(Data listing)
------------------------------------------------------------

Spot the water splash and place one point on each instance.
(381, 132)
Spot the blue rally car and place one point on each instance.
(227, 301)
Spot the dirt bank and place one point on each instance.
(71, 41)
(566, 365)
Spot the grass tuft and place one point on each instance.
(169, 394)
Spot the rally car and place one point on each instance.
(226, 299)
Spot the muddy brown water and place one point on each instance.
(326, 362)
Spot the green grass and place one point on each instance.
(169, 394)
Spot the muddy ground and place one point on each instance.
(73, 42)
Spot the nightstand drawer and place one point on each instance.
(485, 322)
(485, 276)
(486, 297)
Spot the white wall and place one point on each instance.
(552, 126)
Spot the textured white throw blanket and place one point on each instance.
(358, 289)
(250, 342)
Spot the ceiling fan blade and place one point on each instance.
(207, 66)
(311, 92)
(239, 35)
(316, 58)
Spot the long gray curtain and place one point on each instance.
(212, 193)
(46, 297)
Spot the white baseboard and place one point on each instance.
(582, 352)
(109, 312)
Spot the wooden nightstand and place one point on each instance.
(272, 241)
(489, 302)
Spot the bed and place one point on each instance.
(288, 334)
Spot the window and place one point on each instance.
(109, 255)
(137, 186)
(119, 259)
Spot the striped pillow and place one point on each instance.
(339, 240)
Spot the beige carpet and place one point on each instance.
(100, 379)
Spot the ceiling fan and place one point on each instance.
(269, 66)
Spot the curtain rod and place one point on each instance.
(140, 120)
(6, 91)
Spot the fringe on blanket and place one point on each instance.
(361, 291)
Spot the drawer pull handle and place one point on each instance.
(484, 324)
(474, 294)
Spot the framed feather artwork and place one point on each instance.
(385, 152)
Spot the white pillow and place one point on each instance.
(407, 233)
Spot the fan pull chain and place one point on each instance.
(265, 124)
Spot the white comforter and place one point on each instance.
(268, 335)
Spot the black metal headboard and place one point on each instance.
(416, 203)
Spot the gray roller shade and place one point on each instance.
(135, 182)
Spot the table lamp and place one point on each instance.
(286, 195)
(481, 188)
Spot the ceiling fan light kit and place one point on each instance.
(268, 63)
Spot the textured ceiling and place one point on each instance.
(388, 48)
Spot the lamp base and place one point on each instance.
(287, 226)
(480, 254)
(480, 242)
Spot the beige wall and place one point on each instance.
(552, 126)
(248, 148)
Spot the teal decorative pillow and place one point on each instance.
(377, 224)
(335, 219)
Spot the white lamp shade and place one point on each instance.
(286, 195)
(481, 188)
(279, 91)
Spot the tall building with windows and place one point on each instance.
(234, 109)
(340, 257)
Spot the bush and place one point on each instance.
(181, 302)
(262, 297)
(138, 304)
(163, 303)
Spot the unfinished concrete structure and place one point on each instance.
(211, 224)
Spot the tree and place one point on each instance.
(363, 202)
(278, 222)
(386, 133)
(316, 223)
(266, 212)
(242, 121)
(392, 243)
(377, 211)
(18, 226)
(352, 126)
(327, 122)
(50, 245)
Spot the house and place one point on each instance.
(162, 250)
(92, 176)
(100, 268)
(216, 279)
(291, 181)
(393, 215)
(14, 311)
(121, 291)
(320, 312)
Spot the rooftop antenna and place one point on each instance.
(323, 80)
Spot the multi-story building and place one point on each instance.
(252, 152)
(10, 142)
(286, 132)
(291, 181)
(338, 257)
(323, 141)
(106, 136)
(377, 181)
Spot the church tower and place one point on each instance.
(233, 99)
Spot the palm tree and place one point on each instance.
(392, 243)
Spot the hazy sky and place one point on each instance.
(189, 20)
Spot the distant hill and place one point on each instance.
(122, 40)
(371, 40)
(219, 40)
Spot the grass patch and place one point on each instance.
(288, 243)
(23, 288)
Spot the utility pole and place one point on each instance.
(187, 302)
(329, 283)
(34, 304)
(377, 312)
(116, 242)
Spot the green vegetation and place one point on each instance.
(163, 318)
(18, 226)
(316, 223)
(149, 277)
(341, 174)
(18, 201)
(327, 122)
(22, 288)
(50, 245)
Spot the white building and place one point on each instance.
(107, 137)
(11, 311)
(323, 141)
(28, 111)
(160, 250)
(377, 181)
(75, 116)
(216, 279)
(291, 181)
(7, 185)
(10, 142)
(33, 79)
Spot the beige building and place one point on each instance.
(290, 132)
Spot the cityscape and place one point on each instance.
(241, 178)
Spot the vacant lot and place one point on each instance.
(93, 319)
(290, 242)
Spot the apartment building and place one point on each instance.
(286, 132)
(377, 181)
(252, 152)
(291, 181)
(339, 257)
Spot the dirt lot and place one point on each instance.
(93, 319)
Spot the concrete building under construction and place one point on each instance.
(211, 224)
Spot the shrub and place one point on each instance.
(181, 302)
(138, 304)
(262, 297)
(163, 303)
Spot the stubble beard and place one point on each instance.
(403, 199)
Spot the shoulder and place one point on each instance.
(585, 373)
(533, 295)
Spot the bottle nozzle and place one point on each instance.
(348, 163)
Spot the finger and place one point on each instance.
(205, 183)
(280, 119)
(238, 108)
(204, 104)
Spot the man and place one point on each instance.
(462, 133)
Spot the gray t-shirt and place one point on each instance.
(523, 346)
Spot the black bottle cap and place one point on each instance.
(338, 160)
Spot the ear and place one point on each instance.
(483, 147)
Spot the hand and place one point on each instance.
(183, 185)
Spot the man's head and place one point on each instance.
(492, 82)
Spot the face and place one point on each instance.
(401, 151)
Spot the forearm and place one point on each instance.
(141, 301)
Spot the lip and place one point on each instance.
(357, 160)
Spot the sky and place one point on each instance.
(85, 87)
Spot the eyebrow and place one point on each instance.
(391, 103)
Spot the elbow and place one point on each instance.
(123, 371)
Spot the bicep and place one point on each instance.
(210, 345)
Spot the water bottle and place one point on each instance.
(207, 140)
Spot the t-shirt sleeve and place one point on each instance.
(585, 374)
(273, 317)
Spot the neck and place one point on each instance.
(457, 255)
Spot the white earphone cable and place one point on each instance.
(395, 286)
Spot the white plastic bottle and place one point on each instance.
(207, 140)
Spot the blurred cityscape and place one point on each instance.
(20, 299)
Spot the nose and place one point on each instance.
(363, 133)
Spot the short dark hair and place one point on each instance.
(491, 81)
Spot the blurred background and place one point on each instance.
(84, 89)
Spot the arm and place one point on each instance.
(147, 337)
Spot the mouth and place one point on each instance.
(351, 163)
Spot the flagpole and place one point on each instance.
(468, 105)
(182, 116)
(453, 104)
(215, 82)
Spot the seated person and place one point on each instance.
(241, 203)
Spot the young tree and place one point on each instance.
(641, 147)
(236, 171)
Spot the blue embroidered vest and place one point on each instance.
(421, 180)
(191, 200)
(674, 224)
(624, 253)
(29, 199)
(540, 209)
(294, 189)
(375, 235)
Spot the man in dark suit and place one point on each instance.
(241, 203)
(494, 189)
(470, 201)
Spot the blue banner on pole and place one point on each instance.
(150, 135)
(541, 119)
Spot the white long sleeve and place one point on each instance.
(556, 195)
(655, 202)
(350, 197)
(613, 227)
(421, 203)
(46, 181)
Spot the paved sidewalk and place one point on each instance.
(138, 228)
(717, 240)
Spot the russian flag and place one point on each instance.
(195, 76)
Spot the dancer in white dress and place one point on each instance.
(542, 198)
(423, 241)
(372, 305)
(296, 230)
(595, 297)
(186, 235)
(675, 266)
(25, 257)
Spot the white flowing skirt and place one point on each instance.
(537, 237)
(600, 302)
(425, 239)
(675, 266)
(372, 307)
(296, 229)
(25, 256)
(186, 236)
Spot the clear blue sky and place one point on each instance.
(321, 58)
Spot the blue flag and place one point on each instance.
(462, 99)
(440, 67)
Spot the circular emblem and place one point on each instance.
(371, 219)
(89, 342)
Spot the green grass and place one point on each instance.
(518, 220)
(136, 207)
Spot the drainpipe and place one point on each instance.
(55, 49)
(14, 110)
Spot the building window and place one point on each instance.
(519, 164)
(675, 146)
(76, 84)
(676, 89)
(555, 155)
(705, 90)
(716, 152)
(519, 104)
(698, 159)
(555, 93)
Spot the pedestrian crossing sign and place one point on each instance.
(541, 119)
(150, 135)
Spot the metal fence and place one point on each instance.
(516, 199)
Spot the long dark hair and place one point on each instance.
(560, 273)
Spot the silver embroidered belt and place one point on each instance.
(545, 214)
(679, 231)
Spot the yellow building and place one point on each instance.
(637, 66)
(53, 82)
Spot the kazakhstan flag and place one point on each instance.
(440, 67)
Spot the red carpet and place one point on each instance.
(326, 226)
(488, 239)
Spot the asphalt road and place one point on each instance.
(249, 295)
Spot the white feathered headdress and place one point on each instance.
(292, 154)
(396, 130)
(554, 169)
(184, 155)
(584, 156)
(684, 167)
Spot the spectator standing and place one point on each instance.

------------------------------------------------------------

● Exercise:
Reproduce, exactly and with nothing added, the lines from the one that includes "Spot the silver" through the last line of the material.

● Written solution:
Spot the silver embroidered belt and place one point on each instance.
(545, 214)
(679, 231)
Spot the yellow building and place one point on each instance.
(637, 66)
(53, 82)
Spot the kazakhstan flag and place one point on each instance.
(440, 67)
Spot the red carpet and place one point on each instance.
(326, 226)
(488, 239)
Spot the asphalt road and place one point on each instance.
(249, 295)
Spot the white feathered headdress and place one point on each instance.
(292, 154)
(396, 130)
(554, 169)
(184, 155)
(584, 156)
(684, 167)
Spot the spectator standing and place one point on each instance.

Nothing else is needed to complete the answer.